■ **Requirement 1**: Extract everything from "I'm supposed to" down to "has my soul." from the blog post below, copying it word for word.

■ **Text shown**:
I'm supposed to be in Europe for seven months but I've budgeted as if I were leaving yesterday.
and
I don't have any skills and I can't speak Spanish.
therefore
For lunch I had four cookies from the vending machine.
therefore
I clicked the "Allow ads" button on my blog.
therefore
The Devil has my soul.
and
I'm a fat prostitute.
and
I wrote a short and insignificant post so that I could post links all over the internet.
therefore
At the end of the month I'll receive a check for nineteen cents.
therefore
I will have earned less than one euro.
Wednesday, January 26, 2011
Sunday, January 23, 2011
1st recap
Sam, (my roommate in Spain), and I shuffled into our fourth floor room in the Parisian hostel. The girl whose thong had been hanging on the chair earlier was now asleep. Weird to see underwear before you see a person. She woke up and startled us with an Australian accent. (I say startled because it was 4am and because it will always be funny when Asians speak a foreign language that isn’t Eastern. I’ve commented on that before, and though it’s never wise to alienate a billion people, I imagine I will again.) Joe told Sam and me that she can always tell where the Americans are because they’re the loudest and drunkest in the room. Great right? But we moved from nationalities to personalities, discussing her return home, the people waiting for her there, and her thong.

■ **Items**:
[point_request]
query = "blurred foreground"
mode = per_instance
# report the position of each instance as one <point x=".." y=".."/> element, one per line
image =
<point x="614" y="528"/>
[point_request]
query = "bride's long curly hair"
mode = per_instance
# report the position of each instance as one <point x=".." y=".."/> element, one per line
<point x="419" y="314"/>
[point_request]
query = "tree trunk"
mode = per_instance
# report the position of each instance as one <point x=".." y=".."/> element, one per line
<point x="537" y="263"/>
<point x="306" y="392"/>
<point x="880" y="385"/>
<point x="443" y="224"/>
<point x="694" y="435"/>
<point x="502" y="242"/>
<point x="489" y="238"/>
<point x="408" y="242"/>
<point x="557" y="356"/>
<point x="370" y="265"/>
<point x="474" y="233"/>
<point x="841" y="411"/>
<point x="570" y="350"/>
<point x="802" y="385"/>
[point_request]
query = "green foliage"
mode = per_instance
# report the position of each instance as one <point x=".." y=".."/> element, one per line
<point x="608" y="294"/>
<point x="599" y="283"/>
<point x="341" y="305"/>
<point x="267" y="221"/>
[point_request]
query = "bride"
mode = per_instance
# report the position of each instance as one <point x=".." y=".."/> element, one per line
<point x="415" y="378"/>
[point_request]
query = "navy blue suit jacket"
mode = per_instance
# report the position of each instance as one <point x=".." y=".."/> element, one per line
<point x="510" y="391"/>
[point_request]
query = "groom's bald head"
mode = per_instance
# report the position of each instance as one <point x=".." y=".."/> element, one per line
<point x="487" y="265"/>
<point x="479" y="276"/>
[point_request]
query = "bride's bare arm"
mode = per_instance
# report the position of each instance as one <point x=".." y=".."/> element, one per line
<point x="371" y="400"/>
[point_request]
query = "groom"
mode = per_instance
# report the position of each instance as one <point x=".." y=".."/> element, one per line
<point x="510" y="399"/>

■ **Requirement 2**: Find every line of the entries above that contains the word "bride", and copy each of those lines.

■ **Result 1**:
I'm supposed to be in Europe for seven months but I've budgeted as if I were leaving yesterday.
and
I don't have any skills and I can't speak Spanish.
therefore
For lunch I had four cookies from the vending machine.
therefore
I clicked the "Allow ads" button on my blog.
therefore
The Devil has my soul.

■ **Result 2**:
query = "bride's long curly hair"
query = "bride"
query = "bride's bare arm"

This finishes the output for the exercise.